# The exercise
Write out all of the material below word for word, keeping every line the same.
************
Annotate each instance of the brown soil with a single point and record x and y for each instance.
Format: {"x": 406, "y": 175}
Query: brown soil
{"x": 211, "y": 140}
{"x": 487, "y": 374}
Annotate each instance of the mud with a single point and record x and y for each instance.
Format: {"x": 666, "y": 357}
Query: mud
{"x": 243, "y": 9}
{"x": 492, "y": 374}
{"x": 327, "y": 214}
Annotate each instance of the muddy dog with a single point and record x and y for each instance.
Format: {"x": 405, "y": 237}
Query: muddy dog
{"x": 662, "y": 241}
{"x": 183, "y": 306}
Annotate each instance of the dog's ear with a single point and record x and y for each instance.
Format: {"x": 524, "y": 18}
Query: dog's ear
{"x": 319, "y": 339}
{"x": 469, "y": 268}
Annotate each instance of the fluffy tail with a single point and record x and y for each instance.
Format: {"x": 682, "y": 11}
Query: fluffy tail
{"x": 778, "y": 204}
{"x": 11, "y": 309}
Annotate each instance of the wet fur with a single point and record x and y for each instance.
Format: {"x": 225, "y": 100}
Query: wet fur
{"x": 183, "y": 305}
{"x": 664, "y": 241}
************
# Output for this task
Annotate each instance of the brown soil with a single point and record x and y for each instance.
Format: {"x": 406, "y": 175}
Query: brown soil
{"x": 211, "y": 140}
{"x": 487, "y": 374}
Annotate each instance of the mud with a single point and record x and y for each instance.
Format: {"x": 666, "y": 357}
Query: mud
{"x": 243, "y": 9}
{"x": 492, "y": 374}
{"x": 327, "y": 214}
Annotate each instance of the muddy dog with a single point and record x and y for each instance.
Format: {"x": 405, "y": 237}
Query: muddy dog
{"x": 662, "y": 241}
{"x": 183, "y": 306}
Annotate each instance of the dog's ear with a single point and record x and y for each instance.
Format: {"x": 524, "y": 18}
Query: dog's ear
{"x": 319, "y": 339}
{"x": 469, "y": 268}
Annotate each instance of the fluffy tail with a single point and record x and y for each instance.
Format: {"x": 682, "y": 11}
Query: fluffy tail
{"x": 778, "y": 204}
{"x": 11, "y": 309}
Annotate each instance of the wet fur with a single point and record x and y for each instance.
Format: {"x": 225, "y": 100}
Query: wet fur
{"x": 183, "y": 305}
{"x": 664, "y": 241}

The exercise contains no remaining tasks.